## DIRECTIONS
Format every line of the items below as a JSON list of strings, with one string per line and all blank lines omitted.

## LISTED RECORDS
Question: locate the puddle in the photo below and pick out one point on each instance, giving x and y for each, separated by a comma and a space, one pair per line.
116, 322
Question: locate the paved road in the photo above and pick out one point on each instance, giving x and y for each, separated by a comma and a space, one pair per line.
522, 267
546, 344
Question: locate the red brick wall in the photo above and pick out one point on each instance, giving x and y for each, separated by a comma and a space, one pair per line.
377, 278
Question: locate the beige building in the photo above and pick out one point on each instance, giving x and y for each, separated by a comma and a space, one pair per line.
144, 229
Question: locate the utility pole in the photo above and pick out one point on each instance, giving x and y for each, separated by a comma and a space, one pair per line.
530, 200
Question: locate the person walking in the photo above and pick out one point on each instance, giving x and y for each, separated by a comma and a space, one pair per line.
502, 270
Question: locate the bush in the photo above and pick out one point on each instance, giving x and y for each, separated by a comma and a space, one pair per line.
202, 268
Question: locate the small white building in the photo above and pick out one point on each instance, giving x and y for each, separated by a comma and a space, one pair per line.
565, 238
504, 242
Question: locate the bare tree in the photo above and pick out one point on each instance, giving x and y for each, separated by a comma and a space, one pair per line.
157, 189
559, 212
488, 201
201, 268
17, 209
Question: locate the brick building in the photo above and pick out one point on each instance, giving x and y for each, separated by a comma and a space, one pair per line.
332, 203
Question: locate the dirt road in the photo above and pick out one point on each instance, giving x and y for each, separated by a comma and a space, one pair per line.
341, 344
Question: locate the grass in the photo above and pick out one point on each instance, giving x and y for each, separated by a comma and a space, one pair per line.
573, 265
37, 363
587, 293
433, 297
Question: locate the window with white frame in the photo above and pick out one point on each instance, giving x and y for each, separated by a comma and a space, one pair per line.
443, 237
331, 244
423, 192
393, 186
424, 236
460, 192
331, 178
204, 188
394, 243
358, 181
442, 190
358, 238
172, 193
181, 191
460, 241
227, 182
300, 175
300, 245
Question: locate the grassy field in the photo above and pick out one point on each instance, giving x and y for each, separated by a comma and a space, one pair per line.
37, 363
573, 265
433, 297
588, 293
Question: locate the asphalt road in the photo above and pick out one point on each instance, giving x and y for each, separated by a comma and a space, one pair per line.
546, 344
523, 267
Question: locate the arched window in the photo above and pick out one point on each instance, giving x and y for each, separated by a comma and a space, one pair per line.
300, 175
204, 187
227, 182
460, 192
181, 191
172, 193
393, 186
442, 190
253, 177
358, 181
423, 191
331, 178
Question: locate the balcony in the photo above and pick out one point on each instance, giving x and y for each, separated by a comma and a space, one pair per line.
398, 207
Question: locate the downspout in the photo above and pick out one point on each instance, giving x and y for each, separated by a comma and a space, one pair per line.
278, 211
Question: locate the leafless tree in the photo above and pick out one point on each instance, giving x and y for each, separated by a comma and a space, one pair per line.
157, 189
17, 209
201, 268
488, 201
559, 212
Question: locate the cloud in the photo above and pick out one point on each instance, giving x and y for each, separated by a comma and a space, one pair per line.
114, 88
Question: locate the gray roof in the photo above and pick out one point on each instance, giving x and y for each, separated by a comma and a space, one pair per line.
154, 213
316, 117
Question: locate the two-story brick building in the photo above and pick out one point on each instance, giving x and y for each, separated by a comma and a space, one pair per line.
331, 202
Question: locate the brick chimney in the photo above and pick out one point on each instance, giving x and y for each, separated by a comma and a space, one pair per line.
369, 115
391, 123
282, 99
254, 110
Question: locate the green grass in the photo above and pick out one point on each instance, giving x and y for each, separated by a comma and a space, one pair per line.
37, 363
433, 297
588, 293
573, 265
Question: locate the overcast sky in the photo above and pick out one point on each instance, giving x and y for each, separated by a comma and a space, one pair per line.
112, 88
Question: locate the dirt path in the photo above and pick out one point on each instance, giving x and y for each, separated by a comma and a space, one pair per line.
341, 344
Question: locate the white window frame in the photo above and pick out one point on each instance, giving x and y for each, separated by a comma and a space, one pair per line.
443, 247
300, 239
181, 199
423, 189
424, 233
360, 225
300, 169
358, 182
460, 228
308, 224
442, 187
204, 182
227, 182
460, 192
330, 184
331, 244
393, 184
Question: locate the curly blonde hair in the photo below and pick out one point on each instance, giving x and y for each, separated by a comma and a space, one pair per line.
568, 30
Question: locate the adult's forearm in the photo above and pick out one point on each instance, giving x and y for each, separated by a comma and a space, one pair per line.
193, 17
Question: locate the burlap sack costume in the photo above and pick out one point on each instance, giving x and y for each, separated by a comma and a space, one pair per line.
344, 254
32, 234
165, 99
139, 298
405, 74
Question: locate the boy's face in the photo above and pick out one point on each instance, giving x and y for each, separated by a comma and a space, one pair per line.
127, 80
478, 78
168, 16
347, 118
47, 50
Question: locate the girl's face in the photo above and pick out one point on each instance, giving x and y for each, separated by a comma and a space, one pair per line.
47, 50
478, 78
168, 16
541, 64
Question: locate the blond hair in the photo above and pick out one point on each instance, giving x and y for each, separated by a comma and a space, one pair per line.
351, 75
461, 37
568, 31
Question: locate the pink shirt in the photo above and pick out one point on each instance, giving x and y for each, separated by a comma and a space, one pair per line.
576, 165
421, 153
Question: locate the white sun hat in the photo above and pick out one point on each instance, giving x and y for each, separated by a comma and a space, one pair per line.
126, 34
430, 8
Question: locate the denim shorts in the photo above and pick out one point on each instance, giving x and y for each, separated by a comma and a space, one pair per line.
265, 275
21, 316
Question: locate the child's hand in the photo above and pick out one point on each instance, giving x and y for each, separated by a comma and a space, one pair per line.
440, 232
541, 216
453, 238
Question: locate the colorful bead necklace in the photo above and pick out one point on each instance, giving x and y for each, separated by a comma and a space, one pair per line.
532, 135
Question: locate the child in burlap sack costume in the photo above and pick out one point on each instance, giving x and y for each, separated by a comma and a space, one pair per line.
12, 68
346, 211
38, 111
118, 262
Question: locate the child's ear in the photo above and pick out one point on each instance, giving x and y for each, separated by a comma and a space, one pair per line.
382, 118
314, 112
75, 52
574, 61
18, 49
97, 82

## IN RESPONSE
[
  "Question: locate the puddle in the photo below and pick out one point on each instance, giving x and y for each, separated by a comma and a space, one pair per line.",
  "116, 322",
  "Question: locate the paved road in the photo above and pick out one point on each instance, giving x and y for each, separated by a comma and a space, one pair per line.",
  "522, 267",
  "546, 344",
  "Question: locate the red brick wall in the photo above and pick out one point on each instance, giving x and y for each, separated by a comma and a space, one pair per line.",
  "377, 278",
  "Question: locate the beige building in the photo above and pick out one point on each instance, giving x and y for each, separated by a comma and a space, one pair per line.",
  "144, 229",
  "Question: locate the utility pole in the photo above and pick out one point on each instance, giving x and y for each, separated by a comma and a space, one pair per line.",
  "530, 200",
  "Question: locate the person walking in the photo above and pick out one point on each instance, giving x and y for each, separated by a comma and a space, one pair per line.",
  "502, 270",
  "Question: locate the bush in the photo above and pick out one point on each instance, giving x and y for each, separated by a comma and a space, one pair per line.",
  "202, 268",
  "Question: locate the small white building in the photo above and pick out one point on each instance, giving x and y for each, separated by a comma and a space, one pair per line.",
  "565, 238",
  "504, 242",
  "Question: locate the bare tree in the photo above and pick out one point on each instance, giving x and y for each, separated by a comma and a space, one pair per line.",
  "157, 189",
  "559, 212",
  "488, 201",
  "201, 268",
  "17, 209",
  "Question: locate the brick building in the photo above and pick out one point on each instance, giving x and y for each, separated by a comma and a space, one pair per line.",
  "332, 203",
  "Question: locate the dirt road in the photo above and pick out one point on each instance, giving x and y for each, separated by a comma and a space, one pair per line.",
  "341, 344",
  "Question: locate the grass in the photo above and pick out one point on each instance, giving x and y for each, separated by a comma and a space, one pair per line.",
  "573, 265",
  "37, 363",
  "587, 293",
  "433, 297",
  "Question: locate the window with white frame in the photo above and pick out one point on each instance, giving x and y for each, separated by a comma and a space, one pair per line.",
  "443, 237",
  "331, 244",
  "423, 192",
  "393, 186",
  "424, 236",
  "460, 192",
  "331, 178",
  "204, 188",
  "394, 243",
  "358, 181",
  "442, 190",
  "358, 238",
  "172, 193",
  "181, 191",
  "460, 241",
  "227, 182",
  "300, 175",
  "300, 245",
  "Question: locate the grassy field in the photo above and pick out one point on each instance, giving x and y for each, separated by a comma and a space, one pair per line.",
  "37, 363",
  "573, 265",
  "433, 297",
  "588, 293",
  "Question: locate the asphalt road in the photo above and pick out one point on each instance, giving x and y for each, separated by a comma and a space, one pair per line.",
  "546, 344",
  "523, 267",
  "Question: locate the arched window in the photo above and pick out one point on each instance, giving x and y for each, separated by a comma and a space, one pair per line.",
  "300, 175",
  "204, 187",
  "227, 182",
  "460, 192",
  "181, 191",
  "172, 193",
  "393, 186",
  "442, 190",
  "253, 177",
  "358, 181",
  "423, 191",
  "331, 178",
  "Question: locate the balcony in the photo above and pick out one point on each instance, giving x and y for each, separated by a comma and a space, one pair per line.",
  "398, 207",
  "Question: locate the downspout in the photo above and pick out one point on each instance, giving x and y for each, separated by a comma and a space, one pair per line.",
  "278, 211",
  "Question: locate the leafless tree in the photo above and pick out one point on each instance, giving x and y for each, separated by a comma and a space, one pair per line.",
  "157, 189",
  "17, 209",
  "201, 268",
  "488, 201",
  "559, 212",
  "Question: locate the cloud in the photo above and pick out one point on each instance, giving x and y for each, separated by a comma and a space, one pair per line.",
  "114, 88",
  "Question: locate the gray roof in the photo above and pick out one point on each instance, giving x and y for each, separated by a comma and a space, one pair per line.",
  "154, 213",
  "316, 117",
  "Question: locate the two-story brick building in the photo above and pick out one point on each instance, giving x and y for each, separated by a comma and a space, one pair per line.",
  "331, 202",
  "Question: locate the brick chimney in the photo above and pick out one point on each instance, giving x and y for each, separated by a comma and a space, one pair per line.",
  "369, 115",
  "391, 123",
  "282, 99",
  "254, 110",
  "Question: locate the green grass in the photo above and pick out one point on each instance, giving x and y for each, separated by a comma and a space, one pair per line.",
  "37, 363",
  "433, 297",
  "588, 293",
  "573, 265",
  "Question: locate the overcast sky in the photo above and pick out one point on each instance, giving x and y for each, separated by a comma and a space, one pair per line.",
  "112, 88",
  "Question: locate the dirt path in the photo above and pick out one point on each instance, giving x and y for each, separated by a comma and a space, one pair per line.",
  "341, 344",
  "Question: locate the white window frame in the photo above and pick out one point on each instance, giving x and y for each, separated by a comma and a space, one pair per line.",
  "443, 247",
  "300, 239",
  "181, 199",
  "423, 189",
  "424, 233",
  "360, 225",
  "300, 169",
  "358, 182",
  "460, 228",
  "308, 224",
  "442, 187",
  "204, 182",
  "227, 182",
  "460, 192",
  "330, 184",
  "331, 244",
  "393, 184",
  "Question: locate the curly blonde hair in the photo below and pick out one point on each instance, giving x and y for each, separated by a comma and a space, one pair per line.",
  "568, 30",
  "Question: locate the adult's forearm in the photo above and pick out one point on each instance, giving x and y for each, separated by a comma and a space, one pair per line.",
  "193, 17",
  "Question: locate the burlap sack costume in the photo above and pick out one point on each instance, giving x and y for each, separated by a comma and a space, one pair per line.",
  "344, 254",
  "32, 234",
  "165, 99",
  "139, 298",
  "405, 74",
  "Question: locate the boy's face in the photo above and pick out one point on each instance, giving x and y for each, separated by a comma and a space, one pair per line.",
  "127, 80",
  "478, 78",
  "168, 16",
  "347, 118",
  "47, 50",
  "Question: locate the girl's face in the photo above and pick out one point on each instance, giving x and y for each, separated by a comma and a space, one pair per line.",
  "47, 50",
  "478, 78",
  "168, 16",
  "541, 64",
  "Question: locate the blond hair in the photo above and pick out one point on each instance, giving x and y for each, separated by a comma and a space, one pair per line.",
  "351, 75",
  "461, 37",
  "568, 31",
  "Question: locate the pink shirt in the photo above and pick out one point on each instance, giving x and y for each, separated by a comma and a space, one pair per line.",
  "576, 165",
  "421, 153",
  "Question: locate the white sun hat in the photo above and pick out one point on each instance, giving x and y for each, separated by a comma and a space, one pair per line.",
  "126, 34",
  "430, 8",
  "Question: locate the denim shorts in the photo above and pick out one point on each instance, giving x and y for each, separated by a comma and a space, one pair per line.",
  "265, 275",
  "21, 316",
  "Question: locate the child's hand in the photo above and pick out one point on each instance, giving x and y for each, separated by a comma and a space, one pair per line.",
  "440, 232",
  "541, 216",
  "453, 238",
  "Question: locate the colorful bead necklace in the photo above and pick out one point on each instance, giving x and y for each, separated by a comma and a space, one pair per line.",
  "532, 135",
  "Question: locate the child in burlap sack costume in the photo above and pick out one point on each instance, giving x and y for each, separated by a comma and a space, one pair per line.",
  "12, 68",
  "346, 211",
  "38, 111",
  "118, 262",
  "Question: locate the child's ear in the photo above and pick out one point on each instance, giving x and y for each, separated by a comma and a space, one pair per line.",
  "382, 118",
  "314, 112",
  "75, 52",
  "574, 61",
  "18, 49",
  "97, 82"
]